Task directions: The tail of the records, from the line containing "the black top" through the final line, should be printed exactly and on its own.

(Collected data)
□ □ □ □ □ □ □

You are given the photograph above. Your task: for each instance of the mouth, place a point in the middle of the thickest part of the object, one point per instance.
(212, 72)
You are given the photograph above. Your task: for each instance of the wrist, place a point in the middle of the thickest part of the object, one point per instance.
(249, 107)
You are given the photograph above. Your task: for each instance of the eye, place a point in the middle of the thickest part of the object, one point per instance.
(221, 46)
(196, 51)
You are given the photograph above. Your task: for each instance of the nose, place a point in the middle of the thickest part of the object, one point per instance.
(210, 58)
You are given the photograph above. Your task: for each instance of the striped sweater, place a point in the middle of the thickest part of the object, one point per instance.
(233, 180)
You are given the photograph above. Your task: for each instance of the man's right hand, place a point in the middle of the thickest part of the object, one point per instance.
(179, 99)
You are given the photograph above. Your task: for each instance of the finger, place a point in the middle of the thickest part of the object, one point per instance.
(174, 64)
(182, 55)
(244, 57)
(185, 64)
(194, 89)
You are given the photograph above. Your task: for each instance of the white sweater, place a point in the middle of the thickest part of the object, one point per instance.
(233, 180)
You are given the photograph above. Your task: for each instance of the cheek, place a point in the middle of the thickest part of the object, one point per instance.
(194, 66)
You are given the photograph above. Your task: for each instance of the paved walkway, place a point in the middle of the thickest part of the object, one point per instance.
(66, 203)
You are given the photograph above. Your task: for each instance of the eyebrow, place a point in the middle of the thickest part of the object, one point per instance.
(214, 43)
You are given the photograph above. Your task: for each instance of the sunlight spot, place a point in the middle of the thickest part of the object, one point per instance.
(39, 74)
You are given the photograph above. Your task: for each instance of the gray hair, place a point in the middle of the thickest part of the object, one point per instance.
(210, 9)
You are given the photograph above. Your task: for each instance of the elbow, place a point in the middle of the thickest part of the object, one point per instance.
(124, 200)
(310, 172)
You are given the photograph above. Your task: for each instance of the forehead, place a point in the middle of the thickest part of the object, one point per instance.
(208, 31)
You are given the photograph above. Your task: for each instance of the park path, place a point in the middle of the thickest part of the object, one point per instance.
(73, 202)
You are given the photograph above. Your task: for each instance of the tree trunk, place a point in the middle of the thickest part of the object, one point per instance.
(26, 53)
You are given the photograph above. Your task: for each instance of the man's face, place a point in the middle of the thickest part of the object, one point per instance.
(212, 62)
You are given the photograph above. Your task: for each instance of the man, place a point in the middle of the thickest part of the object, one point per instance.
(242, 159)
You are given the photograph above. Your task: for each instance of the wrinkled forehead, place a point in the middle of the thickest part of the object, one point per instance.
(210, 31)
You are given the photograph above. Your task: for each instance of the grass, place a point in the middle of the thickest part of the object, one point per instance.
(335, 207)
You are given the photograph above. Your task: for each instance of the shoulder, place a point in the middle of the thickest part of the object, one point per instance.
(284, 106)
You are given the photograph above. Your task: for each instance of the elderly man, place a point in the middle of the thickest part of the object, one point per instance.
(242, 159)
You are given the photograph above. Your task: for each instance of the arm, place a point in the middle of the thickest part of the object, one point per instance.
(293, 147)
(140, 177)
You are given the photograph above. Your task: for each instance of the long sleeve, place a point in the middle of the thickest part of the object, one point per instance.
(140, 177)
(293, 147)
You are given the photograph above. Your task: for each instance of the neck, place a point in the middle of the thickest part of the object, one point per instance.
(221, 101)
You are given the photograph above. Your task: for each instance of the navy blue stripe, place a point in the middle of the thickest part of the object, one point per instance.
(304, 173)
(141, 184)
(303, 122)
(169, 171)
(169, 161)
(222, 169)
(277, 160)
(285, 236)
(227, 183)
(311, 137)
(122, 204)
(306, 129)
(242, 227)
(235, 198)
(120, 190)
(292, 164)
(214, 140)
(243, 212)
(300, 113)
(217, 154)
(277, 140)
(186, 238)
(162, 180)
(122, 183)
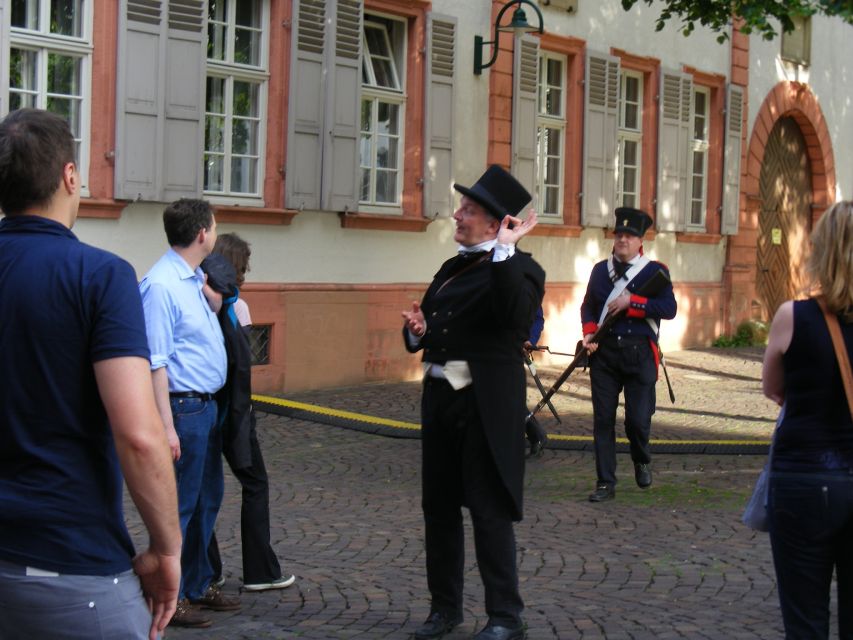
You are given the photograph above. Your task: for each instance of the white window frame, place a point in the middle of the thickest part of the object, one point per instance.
(43, 43)
(232, 72)
(629, 134)
(555, 121)
(397, 43)
(699, 146)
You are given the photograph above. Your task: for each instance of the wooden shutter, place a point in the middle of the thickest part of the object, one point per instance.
(674, 150)
(731, 173)
(601, 111)
(525, 78)
(306, 106)
(4, 58)
(160, 99)
(439, 116)
(183, 127)
(139, 100)
(343, 111)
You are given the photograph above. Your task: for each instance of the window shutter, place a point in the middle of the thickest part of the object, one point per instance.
(525, 79)
(674, 167)
(601, 110)
(140, 106)
(185, 70)
(4, 58)
(343, 111)
(731, 186)
(439, 116)
(305, 111)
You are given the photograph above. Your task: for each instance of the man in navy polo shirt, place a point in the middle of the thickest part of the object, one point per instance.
(188, 363)
(76, 410)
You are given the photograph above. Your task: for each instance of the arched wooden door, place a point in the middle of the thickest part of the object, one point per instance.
(785, 220)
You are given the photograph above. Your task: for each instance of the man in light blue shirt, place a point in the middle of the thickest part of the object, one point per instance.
(188, 363)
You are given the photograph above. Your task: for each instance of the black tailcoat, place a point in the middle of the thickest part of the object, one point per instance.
(481, 311)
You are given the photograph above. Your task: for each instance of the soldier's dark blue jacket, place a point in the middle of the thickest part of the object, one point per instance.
(633, 322)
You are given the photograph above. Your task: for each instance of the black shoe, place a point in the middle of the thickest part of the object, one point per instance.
(536, 436)
(643, 474)
(499, 632)
(603, 492)
(437, 625)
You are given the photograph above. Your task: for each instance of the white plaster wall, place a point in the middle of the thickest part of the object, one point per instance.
(830, 77)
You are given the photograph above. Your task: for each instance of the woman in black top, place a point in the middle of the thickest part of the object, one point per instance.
(810, 505)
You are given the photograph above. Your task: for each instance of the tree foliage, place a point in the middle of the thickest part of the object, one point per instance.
(759, 16)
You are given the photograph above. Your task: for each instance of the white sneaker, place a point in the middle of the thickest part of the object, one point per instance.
(279, 583)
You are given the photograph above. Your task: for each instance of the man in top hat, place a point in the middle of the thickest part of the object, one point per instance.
(471, 326)
(627, 357)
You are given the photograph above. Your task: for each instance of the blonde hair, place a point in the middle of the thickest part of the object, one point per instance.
(830, 263)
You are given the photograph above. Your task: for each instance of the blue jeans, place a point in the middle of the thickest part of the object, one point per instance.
(38, 604)
(200, 488)
(811, 533)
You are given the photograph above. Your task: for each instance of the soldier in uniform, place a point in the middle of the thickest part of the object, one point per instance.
(627, 357)
(471, 326)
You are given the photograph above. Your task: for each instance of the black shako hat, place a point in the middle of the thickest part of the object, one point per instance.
(634, 221)
(498, 192)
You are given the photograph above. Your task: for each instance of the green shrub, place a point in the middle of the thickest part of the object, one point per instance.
(750, 333)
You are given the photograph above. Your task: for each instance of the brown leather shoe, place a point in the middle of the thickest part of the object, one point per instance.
(188, 616)
(215, 600)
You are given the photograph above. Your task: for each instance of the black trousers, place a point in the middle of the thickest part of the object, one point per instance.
(622, 364)
(260, 564)
(458, 470)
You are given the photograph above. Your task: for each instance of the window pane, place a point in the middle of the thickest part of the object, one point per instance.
(214, 130)
(630, 155)
(215, 95)
(366, 115)
(632, 89)
(386, 152)
(631, 116)
(364, 151)
(629, 176)
(387, 118)
(22, 70)
(216, 37)
(247, 47)
(696, 212)
(551, 200)
(248, 14)
(382, 73)
(25, 14)
(245, 99)
(386, 186)
(698, 162)
(552, 142)
(244, 137)
(212, 173)
(243, 175)
(65, 17)
(63, 74)
(365, 185)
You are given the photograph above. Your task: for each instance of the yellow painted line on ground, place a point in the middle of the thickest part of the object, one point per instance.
(362, 417)
(337, 413)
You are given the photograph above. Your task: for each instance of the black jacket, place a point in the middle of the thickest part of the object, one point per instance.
(235, 398)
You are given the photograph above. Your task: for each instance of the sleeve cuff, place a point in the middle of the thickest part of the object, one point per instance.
(637, 306)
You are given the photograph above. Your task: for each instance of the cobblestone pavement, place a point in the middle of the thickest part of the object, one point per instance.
(670, 562)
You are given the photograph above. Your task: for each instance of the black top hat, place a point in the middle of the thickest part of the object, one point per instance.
(498, 192)
(634, 221)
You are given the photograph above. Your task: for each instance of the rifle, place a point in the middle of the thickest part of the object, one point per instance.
(650, 288)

□ □ □ □ □ □ □

Output:
You are given the photograph above. Your task: for each instance of the black top hat, place a point in the middle of the thickest part of the object, one point per instance.
(498, 192)
(634, 221)
You are given the photograph above. Your task: for each instance of the rifle, place a point in the middle of the thickest part of the object, one point per instance.
(650, 288)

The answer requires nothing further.